-- Begin Dataset records --
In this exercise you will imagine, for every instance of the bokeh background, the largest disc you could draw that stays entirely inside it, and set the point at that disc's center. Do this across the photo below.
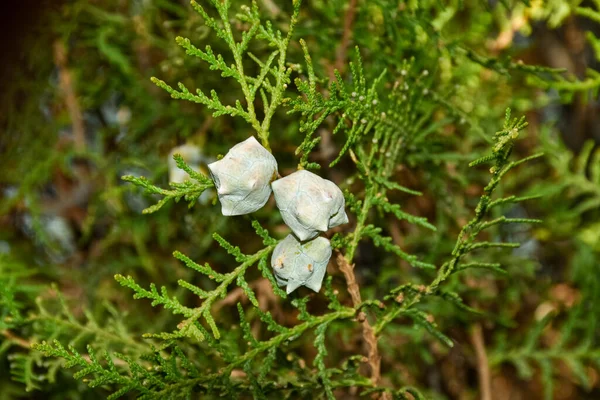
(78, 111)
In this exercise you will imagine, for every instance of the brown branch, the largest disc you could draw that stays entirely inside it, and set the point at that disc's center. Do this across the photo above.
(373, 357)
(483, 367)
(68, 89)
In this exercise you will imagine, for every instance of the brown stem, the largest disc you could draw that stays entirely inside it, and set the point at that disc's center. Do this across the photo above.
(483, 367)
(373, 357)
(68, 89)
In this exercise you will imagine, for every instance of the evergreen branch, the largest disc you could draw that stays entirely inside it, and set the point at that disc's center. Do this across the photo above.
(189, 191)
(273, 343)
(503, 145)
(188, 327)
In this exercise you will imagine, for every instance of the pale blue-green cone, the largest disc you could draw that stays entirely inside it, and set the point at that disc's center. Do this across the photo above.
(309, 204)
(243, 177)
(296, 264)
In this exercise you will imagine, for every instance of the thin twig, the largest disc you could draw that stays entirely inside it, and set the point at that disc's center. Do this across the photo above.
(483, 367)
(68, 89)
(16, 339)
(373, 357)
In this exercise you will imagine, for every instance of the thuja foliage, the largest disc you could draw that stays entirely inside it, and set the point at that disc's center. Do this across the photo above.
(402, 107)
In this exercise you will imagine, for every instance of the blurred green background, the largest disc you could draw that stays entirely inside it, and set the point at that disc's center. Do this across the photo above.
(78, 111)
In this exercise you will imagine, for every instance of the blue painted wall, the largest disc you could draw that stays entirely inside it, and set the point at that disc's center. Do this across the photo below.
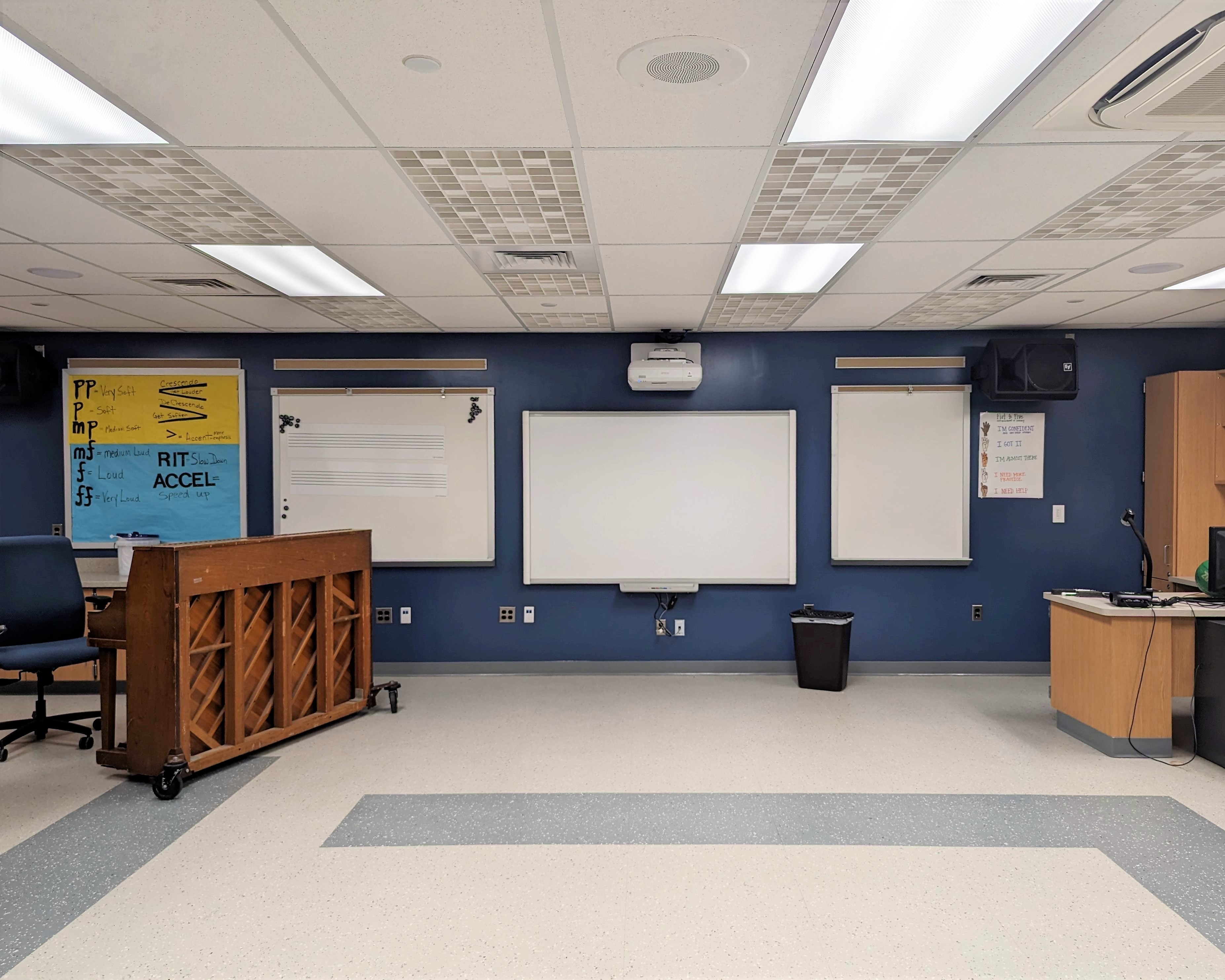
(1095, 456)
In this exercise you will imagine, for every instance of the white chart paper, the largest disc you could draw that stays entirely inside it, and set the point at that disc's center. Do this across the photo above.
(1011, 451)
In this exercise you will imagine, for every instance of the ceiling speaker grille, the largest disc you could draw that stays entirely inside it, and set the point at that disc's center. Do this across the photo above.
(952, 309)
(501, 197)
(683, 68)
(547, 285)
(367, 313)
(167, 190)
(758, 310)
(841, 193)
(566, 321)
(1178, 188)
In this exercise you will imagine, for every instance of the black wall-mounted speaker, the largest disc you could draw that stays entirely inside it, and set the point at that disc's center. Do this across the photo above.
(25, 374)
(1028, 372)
-- End Dataset records --
* Exercise brief *
Rewrite every entry with each "disc" changed to "circle", keeping everything else the same, and leave out the pictures.

* Response *
In this exercise you will imagine, for every instance of the bokeh background, the largest circle you could draw that stays entirely inside it, and set the point at that circle's center. Do this across the photo below.
(78, 111)
In this exercise you will imagine, for every instance of the brown branch, the largest circle you could draw that stays entirely inside it, and set the point at that circle's center. Do this across the photo above.
(373, 357)
(483, 367)
(68, 89)
In this exercise you will imagine, for every instance of the brown stem, the largest circle you could draw that stays entirely inside it, and set the point at that circle's center. Do this across the photo above.
(483, 367)
(373, 357)
(68, 89)
In this exercise you will imagine, for every instance of the evergreen branch, the largest circle you could draw that stays entirely inside it, and set the point at that circle's center. Do this across the photo above.
(189, 191)
(273, 343)
(503, 145)
(188, 327)
In this exercise you will imagine, for every instance of the pale blue-green cone, the largest circle you could draw that stays entirely inside it, and set the point at that circle's center. Do this across the photo above.
(309, 204)
(243, 177)
(296, 264)
In this exercise you will imagine, for every instance of the thin twig, the largest circle you could draw that stays entirely inside it, and set the point at that circle's center. Do this across the photo above.
(483, 367)
(68, 89)
(16, 339)
(373, 357)
In this exercise you will imagine, for every instance of the thuja foliage, the largest circle you could draw that stays entirely inside it, and set the point at that circle's center. Do this across the photo above.
(402, 107)
In this exercise you will imagine, for every instance of the blurred green background, the largest circle you could draw that stays entirely inside it, and set the point at that circle's center. Do this across the photo above.
(78, 111)
In this exercise you will imagine, for every instance of the blue painted wall, the largest circle you could draw that stays entirely inside it, and set the point at that circle's center. Do this across the photo below.
(1095, 456)
In this exercise you will imagine, for every instance of the white chart paper, the largest circle you could draw that stays entirely inside it, and set the point at that circle's center. Do this across the photo above.
(1011, 451)
In this exercise you will imagine, for every instance of the ceiling speaker grille, the largest circle you could draw that stays entirely inside it, and set the point at that circle's center. Do this across the photo above.
(952, 309)
(501, 197)
(683, 68)
(547, 285)
(367, 313)
(167, 190)
(758, 310)
(841, 193)
(566, 321)
(1178, 188)
In this exercise you will imagine, for every instance of the black wall-mounted speaker, the largest circle you could draw that stays entirely inside it, and set the point at that circle's center. Do this across the photo above.
(25, 374)
(1028, 372)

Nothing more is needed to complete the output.